▶ [WHAT THE EXERCISE ASKS] Put the lines of the material below into a JSON list of strings, one string per line and no blank lines, starting with the line that contains "segment <item>partially visible" and going on through the line that contains "261L366 266L372 262L372".

##### MATERIAL FOR THE TASK

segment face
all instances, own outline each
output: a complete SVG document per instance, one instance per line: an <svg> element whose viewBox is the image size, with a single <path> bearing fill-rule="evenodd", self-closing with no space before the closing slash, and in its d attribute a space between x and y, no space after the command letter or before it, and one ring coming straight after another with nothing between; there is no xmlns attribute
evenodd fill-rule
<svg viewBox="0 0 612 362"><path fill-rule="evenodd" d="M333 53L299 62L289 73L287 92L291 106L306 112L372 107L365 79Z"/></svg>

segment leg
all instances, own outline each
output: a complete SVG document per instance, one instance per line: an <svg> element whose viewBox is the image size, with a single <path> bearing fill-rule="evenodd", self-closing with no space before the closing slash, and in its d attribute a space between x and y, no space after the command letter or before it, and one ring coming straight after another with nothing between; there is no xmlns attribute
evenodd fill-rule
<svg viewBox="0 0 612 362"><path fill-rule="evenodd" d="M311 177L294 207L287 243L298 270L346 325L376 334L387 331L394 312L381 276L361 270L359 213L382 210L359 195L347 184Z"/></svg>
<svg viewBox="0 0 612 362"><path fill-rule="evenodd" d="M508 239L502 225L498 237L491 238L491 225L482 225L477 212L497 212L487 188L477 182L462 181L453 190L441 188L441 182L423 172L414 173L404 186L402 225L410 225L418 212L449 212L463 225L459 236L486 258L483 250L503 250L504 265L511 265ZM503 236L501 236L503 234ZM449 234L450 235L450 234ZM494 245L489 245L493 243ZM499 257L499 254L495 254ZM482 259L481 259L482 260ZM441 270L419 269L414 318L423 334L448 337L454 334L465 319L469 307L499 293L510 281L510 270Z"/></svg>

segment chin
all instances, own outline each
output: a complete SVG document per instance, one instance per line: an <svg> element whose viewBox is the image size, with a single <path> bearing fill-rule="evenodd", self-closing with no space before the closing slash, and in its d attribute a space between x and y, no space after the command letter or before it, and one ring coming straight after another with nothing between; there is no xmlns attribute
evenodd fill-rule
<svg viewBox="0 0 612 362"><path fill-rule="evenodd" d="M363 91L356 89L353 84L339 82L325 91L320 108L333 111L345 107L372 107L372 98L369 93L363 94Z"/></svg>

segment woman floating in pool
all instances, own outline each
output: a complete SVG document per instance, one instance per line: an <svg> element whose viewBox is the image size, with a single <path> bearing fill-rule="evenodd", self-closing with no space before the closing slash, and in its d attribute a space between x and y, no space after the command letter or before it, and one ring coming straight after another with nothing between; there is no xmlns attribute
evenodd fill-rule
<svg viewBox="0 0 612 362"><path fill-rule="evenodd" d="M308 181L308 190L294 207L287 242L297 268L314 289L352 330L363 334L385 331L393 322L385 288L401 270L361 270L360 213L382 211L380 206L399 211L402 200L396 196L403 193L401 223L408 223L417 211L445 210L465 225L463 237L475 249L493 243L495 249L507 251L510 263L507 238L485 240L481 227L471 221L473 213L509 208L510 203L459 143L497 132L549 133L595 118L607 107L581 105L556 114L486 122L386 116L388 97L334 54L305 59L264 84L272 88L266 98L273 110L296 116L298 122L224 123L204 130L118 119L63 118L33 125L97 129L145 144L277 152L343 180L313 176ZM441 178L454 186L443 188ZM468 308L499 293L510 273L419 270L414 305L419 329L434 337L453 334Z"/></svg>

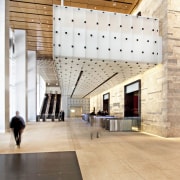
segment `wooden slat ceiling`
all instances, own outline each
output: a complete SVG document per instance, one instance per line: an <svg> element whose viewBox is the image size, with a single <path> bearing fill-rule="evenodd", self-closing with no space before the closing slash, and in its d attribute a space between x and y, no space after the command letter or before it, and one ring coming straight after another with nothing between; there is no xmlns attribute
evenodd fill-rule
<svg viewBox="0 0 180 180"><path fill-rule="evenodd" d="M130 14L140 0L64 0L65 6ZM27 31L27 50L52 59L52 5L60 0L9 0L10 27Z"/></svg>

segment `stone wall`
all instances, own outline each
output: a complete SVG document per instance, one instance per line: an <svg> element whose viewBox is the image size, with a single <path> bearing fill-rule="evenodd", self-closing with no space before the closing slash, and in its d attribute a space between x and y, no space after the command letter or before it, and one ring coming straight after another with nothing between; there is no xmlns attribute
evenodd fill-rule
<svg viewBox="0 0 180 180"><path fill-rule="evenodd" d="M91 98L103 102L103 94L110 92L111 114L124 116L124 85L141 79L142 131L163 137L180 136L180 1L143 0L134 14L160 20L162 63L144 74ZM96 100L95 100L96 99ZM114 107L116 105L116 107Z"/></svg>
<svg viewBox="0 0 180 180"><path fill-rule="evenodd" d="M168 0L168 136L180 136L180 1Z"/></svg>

##########
##### MATERIAL FOR THE TASK

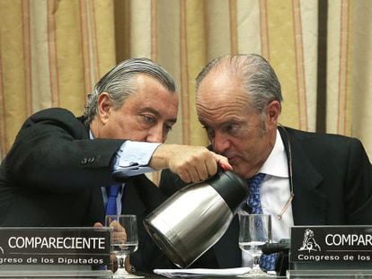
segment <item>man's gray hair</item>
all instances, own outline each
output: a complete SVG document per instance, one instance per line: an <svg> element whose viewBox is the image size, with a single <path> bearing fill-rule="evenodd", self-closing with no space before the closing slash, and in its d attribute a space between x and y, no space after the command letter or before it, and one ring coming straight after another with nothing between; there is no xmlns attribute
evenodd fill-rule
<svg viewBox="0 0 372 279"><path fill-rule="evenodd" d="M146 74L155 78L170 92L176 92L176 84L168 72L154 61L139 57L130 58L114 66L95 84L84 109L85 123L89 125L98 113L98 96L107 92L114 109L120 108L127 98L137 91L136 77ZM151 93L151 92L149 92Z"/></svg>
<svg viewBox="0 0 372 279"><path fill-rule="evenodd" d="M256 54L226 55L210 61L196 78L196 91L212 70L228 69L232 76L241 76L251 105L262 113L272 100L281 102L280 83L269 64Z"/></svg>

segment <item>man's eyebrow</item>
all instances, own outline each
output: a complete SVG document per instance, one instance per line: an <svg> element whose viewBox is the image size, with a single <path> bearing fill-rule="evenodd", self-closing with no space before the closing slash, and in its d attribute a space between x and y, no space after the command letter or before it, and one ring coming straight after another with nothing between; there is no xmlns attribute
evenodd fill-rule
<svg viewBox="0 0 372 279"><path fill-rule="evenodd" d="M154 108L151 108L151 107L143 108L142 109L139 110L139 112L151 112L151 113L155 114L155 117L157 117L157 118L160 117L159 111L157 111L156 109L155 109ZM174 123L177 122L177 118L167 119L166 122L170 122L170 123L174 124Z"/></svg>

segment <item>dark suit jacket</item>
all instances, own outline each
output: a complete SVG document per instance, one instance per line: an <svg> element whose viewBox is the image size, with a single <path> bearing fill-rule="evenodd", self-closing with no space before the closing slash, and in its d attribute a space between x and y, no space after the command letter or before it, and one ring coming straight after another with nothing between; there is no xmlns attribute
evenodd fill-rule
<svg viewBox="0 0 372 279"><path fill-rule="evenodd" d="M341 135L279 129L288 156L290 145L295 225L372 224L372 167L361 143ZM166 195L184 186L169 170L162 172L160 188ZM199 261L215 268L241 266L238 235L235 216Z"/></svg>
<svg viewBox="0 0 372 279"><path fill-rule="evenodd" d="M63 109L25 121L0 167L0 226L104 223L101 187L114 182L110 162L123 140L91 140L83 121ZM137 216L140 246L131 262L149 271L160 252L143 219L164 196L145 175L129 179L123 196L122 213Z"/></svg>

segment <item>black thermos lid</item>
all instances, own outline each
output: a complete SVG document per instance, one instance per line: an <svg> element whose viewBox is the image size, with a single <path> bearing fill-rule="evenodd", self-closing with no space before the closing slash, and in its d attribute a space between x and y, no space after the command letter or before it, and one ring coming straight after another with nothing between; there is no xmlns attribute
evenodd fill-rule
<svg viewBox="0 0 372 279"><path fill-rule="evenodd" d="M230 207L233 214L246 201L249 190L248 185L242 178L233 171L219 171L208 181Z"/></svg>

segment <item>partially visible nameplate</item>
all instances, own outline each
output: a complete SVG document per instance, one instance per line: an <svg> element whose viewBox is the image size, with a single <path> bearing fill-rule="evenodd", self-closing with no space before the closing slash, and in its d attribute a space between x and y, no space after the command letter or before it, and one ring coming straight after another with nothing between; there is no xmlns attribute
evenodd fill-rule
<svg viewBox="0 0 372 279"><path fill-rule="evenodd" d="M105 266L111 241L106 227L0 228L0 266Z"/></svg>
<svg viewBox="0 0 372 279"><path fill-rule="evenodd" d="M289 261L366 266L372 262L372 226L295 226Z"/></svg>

##########
##### MATERIAL FOR THE TASK

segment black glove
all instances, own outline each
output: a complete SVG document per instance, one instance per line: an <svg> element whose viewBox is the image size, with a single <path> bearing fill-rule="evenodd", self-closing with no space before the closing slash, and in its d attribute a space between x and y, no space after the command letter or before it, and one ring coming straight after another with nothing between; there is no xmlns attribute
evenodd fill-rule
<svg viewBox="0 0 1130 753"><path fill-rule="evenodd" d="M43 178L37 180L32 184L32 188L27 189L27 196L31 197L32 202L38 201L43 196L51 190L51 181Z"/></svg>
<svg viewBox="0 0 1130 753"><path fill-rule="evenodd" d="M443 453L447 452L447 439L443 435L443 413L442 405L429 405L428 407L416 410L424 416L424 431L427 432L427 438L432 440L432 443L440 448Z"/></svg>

##########

▶ [OUTPUT OF THE EXERCISE]
[
  "segment <item>partially visible nameplate</item>",
  "all instances, own outline each",
  "output: a complete SVG document per instance, one instance per line: an <svg> element whose viewBox is the image size, with a single <path> bearing fill-rule=\"evenodd\", self-closing with no space before the closing slash, and in its d attribute a space between x and y, no space after the command letter or before it, and one ring coming straight after another with nothing between; there is no xmlns attribute",
  "evenodd fill-rule",
  "<svg viewBox=\"0 0 372 279\"><path fill-rule=\"evenodd\" d=\"M105 266L111 241L106 227L0 228L0 266Z\"/></svg>",
  "<svg viewBox=\"0 0 372 279\"><path fill-rule=\"evenodd\" d=\"M289 261L366 266L372 262L372 226L295 226Z\"/></svg>"
]